CC we need to get together and have a day. And I have extra blocks from other swaps that would be good used for the nursing home. I wanted to, but stay too busy.


----------



## maxine

Angie good thinkin' on using crayons next time,, Cool!! I also like your green polka dot fabric,, Macy I could't see you fabric.. I'm using my Daughters computer and sometimes it doesn't pull up all the info.,, I'm going back home in two days so will be able to look thru my fabric for our colors,,this is going to be such a pretty quilt,, I'm like the different color pink.. something a little different for us.. 

Hope Everyone is going to be okay with this snow storm blowing across the US.. Keep warm and well!!


----------



## Belfrybat

Angie -- don't take this the wrong way, but you really chose a "difficult" pink/apricot/peach to match. 

I like the idea of Crayons and don't mind buying a box. I'm gathering you are talking about Crayola brand? Seems to me 64 colours are definitely enough to choose from.
━━━
Complete the following:
1. Update the location labeling listing below so that every "Target" becomes "Object", with nothing else changed.
2. Please carry the quilting forum thread forward from its last post with a few more sentences in the same casual tone.

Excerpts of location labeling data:
━━━
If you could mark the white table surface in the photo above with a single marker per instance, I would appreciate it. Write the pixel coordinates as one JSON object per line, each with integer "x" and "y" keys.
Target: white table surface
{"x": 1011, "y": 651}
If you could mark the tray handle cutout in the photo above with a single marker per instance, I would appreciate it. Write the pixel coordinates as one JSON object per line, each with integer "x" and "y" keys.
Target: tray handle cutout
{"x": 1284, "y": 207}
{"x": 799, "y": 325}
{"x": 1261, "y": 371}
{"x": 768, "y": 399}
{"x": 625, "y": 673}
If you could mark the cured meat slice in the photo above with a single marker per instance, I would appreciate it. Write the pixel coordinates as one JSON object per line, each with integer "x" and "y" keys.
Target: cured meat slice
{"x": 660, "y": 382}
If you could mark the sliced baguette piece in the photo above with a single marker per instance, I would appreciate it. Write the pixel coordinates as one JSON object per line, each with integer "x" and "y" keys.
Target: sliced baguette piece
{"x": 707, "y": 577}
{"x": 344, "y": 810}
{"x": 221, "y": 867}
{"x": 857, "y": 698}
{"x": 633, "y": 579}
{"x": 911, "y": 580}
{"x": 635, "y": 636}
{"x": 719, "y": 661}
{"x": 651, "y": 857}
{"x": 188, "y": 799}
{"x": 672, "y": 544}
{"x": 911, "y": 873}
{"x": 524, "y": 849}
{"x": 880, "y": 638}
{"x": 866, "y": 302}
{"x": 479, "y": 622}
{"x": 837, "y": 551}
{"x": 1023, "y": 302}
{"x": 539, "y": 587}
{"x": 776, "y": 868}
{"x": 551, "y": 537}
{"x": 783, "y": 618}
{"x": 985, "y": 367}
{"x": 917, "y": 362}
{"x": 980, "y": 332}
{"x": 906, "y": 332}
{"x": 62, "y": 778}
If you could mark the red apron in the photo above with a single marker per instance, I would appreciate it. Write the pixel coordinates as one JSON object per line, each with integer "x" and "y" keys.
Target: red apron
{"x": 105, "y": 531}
━━━
Results by task:
1.
If you could mark the white table surface in the photo above with a single marker per instance, I would appreciate it. Write the pixel coordinates as one JSON object per line, each with integer "x" and "y" keys.
Object: white table surface
{"x": 1011, "y": 651}
If you could mark the tray handle cutout in the photo above with a single marker per instance, I would appreciate it. Write the pixel coordinates as one JSON object per line, each with integer "x" and "y" keys.
Object: tray handle cutout
{"x": 1284, "y": 207}
{"x": 799, "y": 325}
{"x": 1261, "y": 371}
{"x": 768, "y": 399}
{"x": 625, "y": 673}
If you could mark the cured meat slice in the photo above with a single marker per instance, I would appreciate it. Write the pixel coordinates as one JSON object per line, each with integer "x" and "y" keys.
Object: cured meat slice
{"x": 660, "y": 382}
If you could mark the sliced baguette piece in the photo above with a single marker per instance, I would appreciate it. Write the pixel coordinates as one JSON object per line, each with integer "x" and "y" keys.
Object: sliced baguette piece
{"x": 707, "y": 577}
{"x": 344, "y": 810}
{"x": 221, "y": 867}
{"x": 857, "y": 698}
{"x": 633, "y": 579}
{"x": 911, "y": 580}
{"x": 635, "y": 636}
{"x": 719, "y": 661}
{"x": 651, "y": 857}
{"x": 188, "y": 799}
{"x": 672, "y": 544}
{"x": 911, "y": 873}
{"x": 524, "y": 849}
{"x": 880, "y": 638}
{"x": 866, "y": 302}
{"x": 479, "y": 622}
{"x": 837, "y": 551}
{"x": 1023, "y": 302}
{"x": 539, "y": 587}
{"x": 776, "y": 868}
{"x": 551, "y": 537}
{"x": 783, "y": 618}
{"x": 985, "y": 367}
{"x": 917, "y": 362}
{"x": 980, "y": 332}
{"x": 906, "y": 332}
{"x": 62, "y": 778}
If you could mark the red apron in the photo above with a single marker per instance, I would appreciate it. Write the pixel coordinates as one JSON object per line, each with integer "x" and "y" keys.
Object: red apron
{"x": 105, "y": 531}

2.
These are the fabrics I'm going with. Thankfully the peach/apricot is the right colour. (yah!) The other piece was too orangey so is joining my stash. I was so happy to find the print, then so disappointed when it arrived to find it so large and spread out. I knew it would be rather bold, but didn't realize there would be so much blank space. Maybe I can use it for the border, or even whole 12-1/2" blocks interspersed with what we are making. I love the prices on Thousands of Bolts but wish they showed more than just a 6" swatch. Like the print below, a 6" piece is not enough to get a feel for the whole yard.


----------



## Janossy

Well made it to Joann's today and badgered the poor sales lady to death with questions. She is very excited for us and would like me to bring back the finished product to see. I hope these pass inspection so I can wash, iron and cut tomorrow. TIA!!


----------



## AngieM2

Belfrybat said:


> Angie -- don't take this the wrong way, but you really chose a "difficult" pink/apricot/peach to match.


I totally agree with you. I meant to have a medium soft pink. Deeper than baby pink, but not a rose. But somewhere in between.

I didn't even like the apricot. So, I'm okay with any one subbing a pink, as long as they keep one or two of the other colors. 

And I thought the green was that green, but a lighter intensity.

All I can say, I was just trying to get this thing moving. We have been out of phase and we needed to do something.

But I agree.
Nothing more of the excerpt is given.